_Selected text_
## BEGIN

Wednesday, November 20, 2013

How to Enlarge a TOO Small Dress

This weekend my son gets married, and of course I put off altering his brides dress (who likes alterations? NOT me) until the last possible moment, but it's done now, and I'm pleased with the results. I hope she is too.

This dress was the brides mother's wedding gown some 30-40 years ago, and what mother doesn't want to see their daughter married in the same dress? It was my job to alter this for another day at the Alter, and I needed to add about 5" more to the bodice width and enlarge the sleeves which were too tight. I was to maintain the integrity of the design as much as possible.

Enlarging isn't a problem as long as you have access to more of the same fabric. Purchasing anything to "match" in terms of color, fabric, style, dye, pattern, wear, age, or type is right there next to impossible. If that thought ever crosses your mind, just wipe it clean now. In this case, my extra yardage would be coming from an extra long train that was to come off.

The first thing I did was take careful and thorough measurements. There were to be no fittings during this process, (which I don't recommend - it's like driving a car blind) so with scrap fabric, I draped a bodice on my girl. It would be my "map" of her figure.

Once I was ready to begin, I first took the dress sections apart:

My plan included a princess seam at the front (the dress has only one bust dart from the waist) to add more bust shaping and increase the width. Using the bodice drape, I determined the shape of the front and side front, and where the seam would go.

Then I pinned the paper pattern to the bodice to measure it and check it against the body measurements I had taken earlier. I also also experimented with some possible options for replacing the lace at the waist.
Before determining the hem, I cut all the pieces from the bottom of the train and sewed the bodice together.

For the skirt, I determined the diameter mathematically (being a circle skirt), then I sewed a basting stitch at that point, about 2" from the raw edge, to keep the layers together. Then I trimmed away leaving a seam allowance.

## END

_Data section_
## BEGIN

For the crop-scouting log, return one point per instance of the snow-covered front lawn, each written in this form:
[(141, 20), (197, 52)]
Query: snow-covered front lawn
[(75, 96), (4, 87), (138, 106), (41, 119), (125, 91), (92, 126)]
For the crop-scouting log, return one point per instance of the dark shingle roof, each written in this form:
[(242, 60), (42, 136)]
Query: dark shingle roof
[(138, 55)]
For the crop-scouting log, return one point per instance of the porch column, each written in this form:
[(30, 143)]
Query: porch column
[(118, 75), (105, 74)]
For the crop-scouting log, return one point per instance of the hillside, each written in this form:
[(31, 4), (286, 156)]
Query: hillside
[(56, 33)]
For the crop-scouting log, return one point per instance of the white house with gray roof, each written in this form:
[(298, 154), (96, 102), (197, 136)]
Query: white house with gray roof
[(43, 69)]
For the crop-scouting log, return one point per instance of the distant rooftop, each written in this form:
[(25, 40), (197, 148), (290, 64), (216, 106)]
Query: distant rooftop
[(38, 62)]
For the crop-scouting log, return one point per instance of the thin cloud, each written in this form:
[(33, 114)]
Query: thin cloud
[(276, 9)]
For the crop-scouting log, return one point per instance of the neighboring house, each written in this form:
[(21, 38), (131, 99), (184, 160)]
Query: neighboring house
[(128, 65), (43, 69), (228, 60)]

## END

_Jobs_
1/ In the wedding dress alteration post, how much width had to be added to the bodice?
2/ Pick up the wedding dress alteration post after its last sentence and carry it forward in the same voice.

_Task answers_
1/ About 5 inches.

2/
With everything together, I put the dress on a mannequin and very carefully cut the skirt hem all the way around. On a circular hem, I always cut it longer than I think I want, then go around again leveling it one more time. This hem was sewn using a serged rolled hem. It's the only way to hem chiffon!

The original sleeves had a lace insert that I needed to add to the larger sleeve. To do that, I cut the fabric close to the stitching and pulled the fabric loose, leaving the stitching alone. The new sleeve had to fit into the small cuff, so it was tapered to fit.

On the back, rather than adding in a princess line in the usual spot, I just added a panel to the original side seam. I also added a dart in the back, which it didn't originally come with, to help this bodice fit better than it would otherwise. Eliminating darts is a shortcut for smaller sizes that would never look good on larger people. We need those to fit our curves!

Originally, I was going to move lace around from the sleeves or the hat to keep the original circle of lace at the waist, but once I got into this dress, I realized that they had used different lace, and even different colors, for every part of this dress. Side by side they were not going to look good together.
I did want to keep the back "ruffle" so I shaped the lace, curving the ends up to finish the edge and decided that it looked fine as a little "peplum" in the back.

Shaping the back allowed me to take a little lace to fill in the front over those double seams (the original dart and the new princess seam) and give it a natural look. I wish there had been enough lace to fill in the sides, but it still looks nice.

In working with these beaded laces, you might not know that you can sew it all by machine using a darning foot. It has a little spring on it so you can move the dress around as you sew, avoiding the beads and following the shape of the lace. To glue the beads back on that inevitably fall off, put a little glue on a disposable surface and let it sit there until it gets old and tacky and almost dry in some places. Using a pin through the bead hole, pick up your bead, tap it in the glue, then apply to the dress. It will hold much better to the dress. Holds fast, dries quickly. I like that.

And if you want to learn how to resize various areas or even a whole pattern, check out my Pattern Resizing Tutorials, Part 1: Small to Large or Part 2: Large to Small.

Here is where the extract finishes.